Recorded data:
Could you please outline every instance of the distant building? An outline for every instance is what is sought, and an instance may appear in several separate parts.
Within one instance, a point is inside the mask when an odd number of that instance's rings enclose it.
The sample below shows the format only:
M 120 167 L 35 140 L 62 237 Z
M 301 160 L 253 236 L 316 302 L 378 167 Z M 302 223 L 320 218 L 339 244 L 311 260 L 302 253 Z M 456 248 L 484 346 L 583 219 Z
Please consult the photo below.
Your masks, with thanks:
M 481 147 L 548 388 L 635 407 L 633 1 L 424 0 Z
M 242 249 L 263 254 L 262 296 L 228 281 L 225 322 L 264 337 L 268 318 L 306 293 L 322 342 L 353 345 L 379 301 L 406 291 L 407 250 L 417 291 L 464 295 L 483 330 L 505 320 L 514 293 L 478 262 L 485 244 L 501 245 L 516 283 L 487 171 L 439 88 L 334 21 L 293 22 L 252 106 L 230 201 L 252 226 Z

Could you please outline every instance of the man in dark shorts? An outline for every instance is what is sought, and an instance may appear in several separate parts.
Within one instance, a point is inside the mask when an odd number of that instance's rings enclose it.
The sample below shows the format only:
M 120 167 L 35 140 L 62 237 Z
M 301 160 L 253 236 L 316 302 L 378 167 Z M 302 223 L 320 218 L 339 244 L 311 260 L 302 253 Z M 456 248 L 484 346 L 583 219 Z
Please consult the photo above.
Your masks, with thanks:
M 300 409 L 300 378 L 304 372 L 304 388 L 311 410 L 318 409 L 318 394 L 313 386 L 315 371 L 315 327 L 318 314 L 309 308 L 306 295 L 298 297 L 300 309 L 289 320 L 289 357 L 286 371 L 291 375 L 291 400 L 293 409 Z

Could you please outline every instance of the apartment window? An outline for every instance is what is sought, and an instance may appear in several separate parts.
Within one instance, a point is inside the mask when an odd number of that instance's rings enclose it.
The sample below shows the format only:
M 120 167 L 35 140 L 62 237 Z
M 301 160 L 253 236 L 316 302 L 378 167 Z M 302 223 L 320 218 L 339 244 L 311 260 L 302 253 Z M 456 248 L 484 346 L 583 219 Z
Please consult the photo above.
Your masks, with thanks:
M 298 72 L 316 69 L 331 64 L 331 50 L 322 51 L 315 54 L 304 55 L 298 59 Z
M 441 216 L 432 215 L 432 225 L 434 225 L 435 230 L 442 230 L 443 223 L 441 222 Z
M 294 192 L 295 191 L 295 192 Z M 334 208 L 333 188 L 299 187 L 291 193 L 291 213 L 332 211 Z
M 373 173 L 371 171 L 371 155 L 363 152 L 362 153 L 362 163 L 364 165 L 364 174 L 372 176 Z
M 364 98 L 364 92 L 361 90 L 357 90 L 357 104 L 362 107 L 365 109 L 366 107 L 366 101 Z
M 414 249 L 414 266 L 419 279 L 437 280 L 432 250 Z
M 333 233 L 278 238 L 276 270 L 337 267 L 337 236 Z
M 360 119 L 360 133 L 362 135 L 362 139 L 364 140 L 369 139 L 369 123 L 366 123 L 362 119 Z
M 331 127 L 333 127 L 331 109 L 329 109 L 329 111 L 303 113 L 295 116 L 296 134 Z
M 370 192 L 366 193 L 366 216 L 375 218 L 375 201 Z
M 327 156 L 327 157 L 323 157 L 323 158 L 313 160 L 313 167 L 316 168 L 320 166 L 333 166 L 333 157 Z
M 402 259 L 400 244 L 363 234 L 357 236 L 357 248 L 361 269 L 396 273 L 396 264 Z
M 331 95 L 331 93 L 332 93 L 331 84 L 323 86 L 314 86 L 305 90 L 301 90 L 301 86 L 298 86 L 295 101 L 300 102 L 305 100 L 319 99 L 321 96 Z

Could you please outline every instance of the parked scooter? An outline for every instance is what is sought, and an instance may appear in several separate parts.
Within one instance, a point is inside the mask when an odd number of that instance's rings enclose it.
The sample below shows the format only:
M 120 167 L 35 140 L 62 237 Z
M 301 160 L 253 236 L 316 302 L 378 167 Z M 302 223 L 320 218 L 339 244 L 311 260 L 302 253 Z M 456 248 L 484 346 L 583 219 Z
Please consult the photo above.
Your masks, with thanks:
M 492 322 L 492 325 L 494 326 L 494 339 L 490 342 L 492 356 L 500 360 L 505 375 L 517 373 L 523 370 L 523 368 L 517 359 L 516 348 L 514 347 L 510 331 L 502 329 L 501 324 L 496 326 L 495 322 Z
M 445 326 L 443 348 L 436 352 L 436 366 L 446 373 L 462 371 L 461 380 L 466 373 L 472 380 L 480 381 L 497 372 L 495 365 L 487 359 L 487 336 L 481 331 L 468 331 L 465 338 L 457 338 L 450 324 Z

# PROBLEM TO SOLVE
Locate every line in the items above that contains the string "several" and copy each of those lines.

# SOLUTION FOR THIS EXERCISE
Could you please outline every instance of the distant building? An outline for every instance is what is sought, and an instance may appear in several separate parts.
Could you please outline every instance of the man in dark shorts? An outline for every instance is what is sought, and an instance may appear in several separate parts.
Could you please outline every instance of the apartment window? An outline for every instance is what is sought, and an instance may appear in several separate parts.
Could you please outline every instance of the parked scooter? An outline for every instance is what is sought, and an instance may appear in several separate parts.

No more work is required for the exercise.